▶ [Lista de exercícios]:
1. No texto sobre Joe Biden, em que cidade aconteceram as passeatas de agosto de 2017?
2. Escreva a continuação do texto sobre Joe Biden, começando logo após a última frase apresentada.

##### Texto em análise

Não era preciso ter esperado tanto. O melhor presidente americano dos últimos 60 anos colocou em risco seu legado. É fácil fazer análise de espelho retrovisor, mas o fato é que Joe Biden, o mais velho chefe de estado eleito, aos 77 anos, devia ter cumprido antes sua alegada intenção de sair do cargo ao final deste ano, depois de um governo genuinamente transformador para a vida dos americanos.
Ou o recado que ele passou –uma candidatura de um só mandato em dezembro de 2019— , quando sua vitória parecia francamente improvável, era apenas uma forma de aquietar aliados preocupados com sua idade?
Todo político vende a proverbial narrativa, e a de Biden, ao se lançar pré-candidato pela terceira vez, em 2020, começava num fim de semana infame de agosto de 2017. Uma série de passeatas em Charlottesville, Virgínia, tirou do esgoto para o asfalto a nata da supremacia branca, com militantes que exibiam sua iconografia neonazista e berravam insultos a judeus, até que um deles atropelou e matou uma mulher ao jogar o carro contra um grupo que protestava contra os supremacistas.

##########
##### Dados em análise

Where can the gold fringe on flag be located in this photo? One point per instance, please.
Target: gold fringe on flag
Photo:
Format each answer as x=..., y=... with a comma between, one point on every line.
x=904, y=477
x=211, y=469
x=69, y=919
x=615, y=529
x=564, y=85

##########

▶ [Respostas numeradas]:
1. Em Charlottesville, na Virgínia.

2.
O então ex-senador e ex-vice de Obama, que passara o último meio século na vida pública, diz que Charlottesville lhe deu um novo propósito para servir ao país. Joseph Robinette Biden foi definido como homem e político eleito pela constante percepção de ser subestimado. A luta começou com a gagueira intensa, que era objeto de chacota entre colegas e que ele conquistou, adolescente, com sessões de treino no próprio quarto, até conseguir falar em público na escola, em Delaware.
A tragédia foi o segundo fator que definiu a vida do presidente. Ele perdeu a primeira mulher e a filha de um ano num acidente, em 1972, que feriu gravemente seus filhos Beau e Hunter.
Em 2015, a morte de Beau, o primogênito, procurador-geral de Delaware, condecorado veterano da guerra do Iraque e visto como herdeiro político, deixou Biden prostrado. Mas a percepção de ser relegado continuou. Em 2016, depois de oito anos como vice leal de Barack Obama, ele ouviu do chefe que havia chegado a hora de Hillary Clinton. A impopular e inegavelmente competente senadora perdeu para o palhaço de Manhattan, e o resto é, como dizem, história.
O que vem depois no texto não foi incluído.